**Set task**
Copy verbatim the stretch of items below from the line containing "on the bright" through the line containing "Query: low vegetation".

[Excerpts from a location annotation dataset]

** start **

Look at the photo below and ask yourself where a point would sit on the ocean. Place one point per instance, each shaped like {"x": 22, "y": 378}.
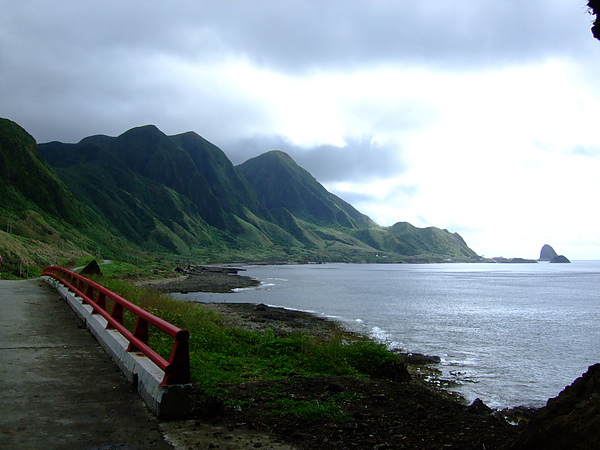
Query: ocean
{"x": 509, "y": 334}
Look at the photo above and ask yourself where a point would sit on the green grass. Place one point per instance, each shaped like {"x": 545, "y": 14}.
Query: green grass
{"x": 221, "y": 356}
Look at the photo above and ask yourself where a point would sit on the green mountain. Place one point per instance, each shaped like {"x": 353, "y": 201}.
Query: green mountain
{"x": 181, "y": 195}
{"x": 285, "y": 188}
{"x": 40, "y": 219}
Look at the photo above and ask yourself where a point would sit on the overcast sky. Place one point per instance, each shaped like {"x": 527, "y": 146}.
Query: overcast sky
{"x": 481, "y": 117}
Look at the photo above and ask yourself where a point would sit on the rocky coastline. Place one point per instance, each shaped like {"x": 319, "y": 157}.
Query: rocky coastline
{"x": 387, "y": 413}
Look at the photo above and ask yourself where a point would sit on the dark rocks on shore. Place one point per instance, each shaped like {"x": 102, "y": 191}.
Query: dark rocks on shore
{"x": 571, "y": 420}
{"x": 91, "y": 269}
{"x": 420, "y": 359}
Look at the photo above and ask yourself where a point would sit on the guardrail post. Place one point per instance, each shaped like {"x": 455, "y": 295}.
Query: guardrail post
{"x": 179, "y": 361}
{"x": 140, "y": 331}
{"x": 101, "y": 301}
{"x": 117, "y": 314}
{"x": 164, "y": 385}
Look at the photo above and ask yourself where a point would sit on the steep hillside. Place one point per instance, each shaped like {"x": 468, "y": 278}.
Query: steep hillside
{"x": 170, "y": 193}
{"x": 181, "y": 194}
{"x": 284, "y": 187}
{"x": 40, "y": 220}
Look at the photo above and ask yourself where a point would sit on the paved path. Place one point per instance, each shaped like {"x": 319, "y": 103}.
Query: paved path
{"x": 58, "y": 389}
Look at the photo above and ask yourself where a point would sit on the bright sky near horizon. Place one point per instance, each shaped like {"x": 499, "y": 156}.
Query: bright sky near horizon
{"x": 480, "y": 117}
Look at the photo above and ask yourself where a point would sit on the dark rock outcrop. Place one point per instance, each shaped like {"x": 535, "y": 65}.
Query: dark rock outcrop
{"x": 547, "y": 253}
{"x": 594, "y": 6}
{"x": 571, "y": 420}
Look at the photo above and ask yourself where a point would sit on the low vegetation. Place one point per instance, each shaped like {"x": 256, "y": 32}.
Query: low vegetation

** end **
** start **

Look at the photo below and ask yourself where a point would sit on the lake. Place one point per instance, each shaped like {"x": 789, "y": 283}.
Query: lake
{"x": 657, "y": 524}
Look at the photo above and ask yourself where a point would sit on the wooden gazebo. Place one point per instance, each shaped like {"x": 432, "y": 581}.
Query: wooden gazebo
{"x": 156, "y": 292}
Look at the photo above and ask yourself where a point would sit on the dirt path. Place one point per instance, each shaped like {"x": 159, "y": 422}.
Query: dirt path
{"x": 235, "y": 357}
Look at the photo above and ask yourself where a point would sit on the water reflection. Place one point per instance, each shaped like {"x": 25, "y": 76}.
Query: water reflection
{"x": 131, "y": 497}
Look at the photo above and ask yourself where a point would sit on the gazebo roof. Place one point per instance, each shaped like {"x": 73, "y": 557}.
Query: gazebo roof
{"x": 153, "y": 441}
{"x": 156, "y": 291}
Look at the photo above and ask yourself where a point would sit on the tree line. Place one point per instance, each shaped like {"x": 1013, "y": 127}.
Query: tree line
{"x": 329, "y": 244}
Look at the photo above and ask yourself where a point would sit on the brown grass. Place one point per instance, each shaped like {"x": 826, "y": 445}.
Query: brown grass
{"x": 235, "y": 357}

** end **

**Solution for this problem**
Look at the photo above and ask yourself where a point would sit on the bright sky near horizon. Place one point per instance, each shaped like {"x": 499, "y": 156}.
Query: bright sky near horizon
{"x": 480, "y": 117}
Look at the photo above and ask yourself where a point would sit on the dark rock outcrop. Place one point per instance, each shaped like {"x": 535, "y": 65}.
Query: dark rock outcrop
{"x": 547, "y": 253}
{"x": 594, "y": 6}
{"x": 571, "y": 420}
Look at the photo above and ask yourself where a point would sit on the low vegetation. Place one point per instance, each shaped like {"x": 256, "y": 32}.
Query: low vegetation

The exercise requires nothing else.